◆ **Selected passage**
--------------------
In the online world visual content is essential. Not only are there plenty of examples of increased engagement as a direct result of using images, but social media platforms like Flickr, Instagram and Pinterest have popularised the use of imagery by favouring it over the written word.

If you’ve read our guide to structuring effective blogs you will already understand the importance of including images to illustrate points and break up text. But, what are the best ways to source images and how can you be sure you’re using them correctly?

In this blog we aim to guide you through the process of sourcing stock and free images, understanding the differences between the many different licenses, how to correctly attribute free images and how to protect your own work, to ensure that you continue to create attention grabbing, ethical content.

Do you know about all of these?

Image licensing
Free images
Sourcing images for your content
How to attribute images

Image licensing

All images, including original photographs, gifs, infographics, logos and videos belong to somebody and can stipulate where images can be used as well as specify intended use. This is known as image licensing and exists to protect the copyrights of such materials.

Owners can therefore make their images available for free or sell them for reuse.  Let’s take a more detailed look at the licensing for both types:

Stock Images (paid for)

With stock images you essentially buy the right to use the image for whatever purpose. However, depending on where you purchase the image there can still be stipulations for intended use and these can fall under two categories.

1. Rights-managed (RM): An RM license only allows the buyer to use the image for its intended purpose. So, if the image is being used in an ad banner it cannot be used again as a header image on another website. These licenses can therefore define, when and for how long the image can be used.
--------------------
◆ **Instruction 1**
In the records, copy everything from the line containing "# test: identify the seated" down to the end of the records, keeping the request lines, and multiply each x and y coordinate in the answer points by 2.4. Round the results to whole numbers, with halves rounded up.
The passage and the records come from unrelated sources.

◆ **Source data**
--------------------
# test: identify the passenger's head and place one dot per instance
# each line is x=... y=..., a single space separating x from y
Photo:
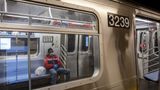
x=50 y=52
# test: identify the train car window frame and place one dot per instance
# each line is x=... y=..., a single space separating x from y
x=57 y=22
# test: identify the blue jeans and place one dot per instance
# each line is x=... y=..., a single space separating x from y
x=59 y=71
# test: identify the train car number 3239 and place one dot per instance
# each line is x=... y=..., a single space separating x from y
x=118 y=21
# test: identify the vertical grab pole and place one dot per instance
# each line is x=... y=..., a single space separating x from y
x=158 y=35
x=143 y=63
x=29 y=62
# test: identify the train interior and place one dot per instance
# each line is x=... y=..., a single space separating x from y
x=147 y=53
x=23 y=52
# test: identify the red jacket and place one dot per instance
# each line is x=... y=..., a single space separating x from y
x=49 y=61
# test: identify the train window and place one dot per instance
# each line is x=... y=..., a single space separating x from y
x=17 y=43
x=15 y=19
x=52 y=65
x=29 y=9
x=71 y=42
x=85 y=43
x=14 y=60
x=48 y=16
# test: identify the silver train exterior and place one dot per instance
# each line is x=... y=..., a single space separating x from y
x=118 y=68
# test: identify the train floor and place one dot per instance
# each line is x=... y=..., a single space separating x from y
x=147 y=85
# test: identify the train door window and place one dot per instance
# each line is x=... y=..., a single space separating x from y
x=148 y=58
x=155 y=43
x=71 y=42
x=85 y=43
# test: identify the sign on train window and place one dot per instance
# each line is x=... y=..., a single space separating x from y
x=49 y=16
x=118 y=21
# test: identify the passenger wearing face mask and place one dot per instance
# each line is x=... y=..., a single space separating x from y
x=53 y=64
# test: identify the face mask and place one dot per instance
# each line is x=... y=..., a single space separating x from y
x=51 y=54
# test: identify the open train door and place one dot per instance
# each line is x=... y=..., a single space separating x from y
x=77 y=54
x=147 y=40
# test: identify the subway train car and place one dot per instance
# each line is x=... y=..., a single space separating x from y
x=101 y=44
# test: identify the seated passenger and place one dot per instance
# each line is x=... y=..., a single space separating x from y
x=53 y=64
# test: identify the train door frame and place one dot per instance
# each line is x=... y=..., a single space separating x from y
--------------------
◆ **Instruction 2**
Output the passage on image licensing again, word for word and in full.

◆ **Exercise response 1**
# test: identify the seated passenger and place one dot per instance
# each line is x=... y=..., a single space separating x from y
x=127 y=154
# test: identify the train door frame and place one dot per instance
# each line is x=... y=..., a single space separating x from y

◆ **Exercise response 2**
In the online world visual content is essential. Not only are there plenty of examples of increased engagement as a direct result of using images, but social media platforms like Flickr, Instagram and Pinterest have popularised the use of imagery by favouring it over the written word.

If you’ve read our guide to structuring effective blogs you will already understand the importance of including images to illustrate points and break up text. But, what are the best ways to source images and how can you be sure you’re using them correctly?

In this blog we aim to guide you through the process of sourcing stock and free images, understanding the differences between the many different licenses, how to correctly attribute free images and how to protect your own work, to ensure that you continue to create attention grabbing, ethical content.

Do you know about all of these?

Image licensing
Free images
Sourcing images for your content
How to attribute images

Image licensing

All images, including original photographs, gifs, infographics, logos and videos belong to somebody and can stipulate where images can be used as well as specify intended use. This is known as image licensing and exists to protect the copyrights of such materials.

Owners can therefore make their images available for free or sell them for reuse.  Let’s take a more detailed look at the licensing for both types:

Stock Images (paid for)

With stock images you essentially buy the right to use the image for whatever purpose. However, depending on where you purchase the image there can still be stipulations for intended use and these can fall under two categories.

1. Rights-managed (RM): An RM license only allows the buyer to use the image for its intended purpose. So, if the image is being used in an ad banner it cannot be used again as a header image on another website. These licenses can therefore define, when and for how long the image can be used.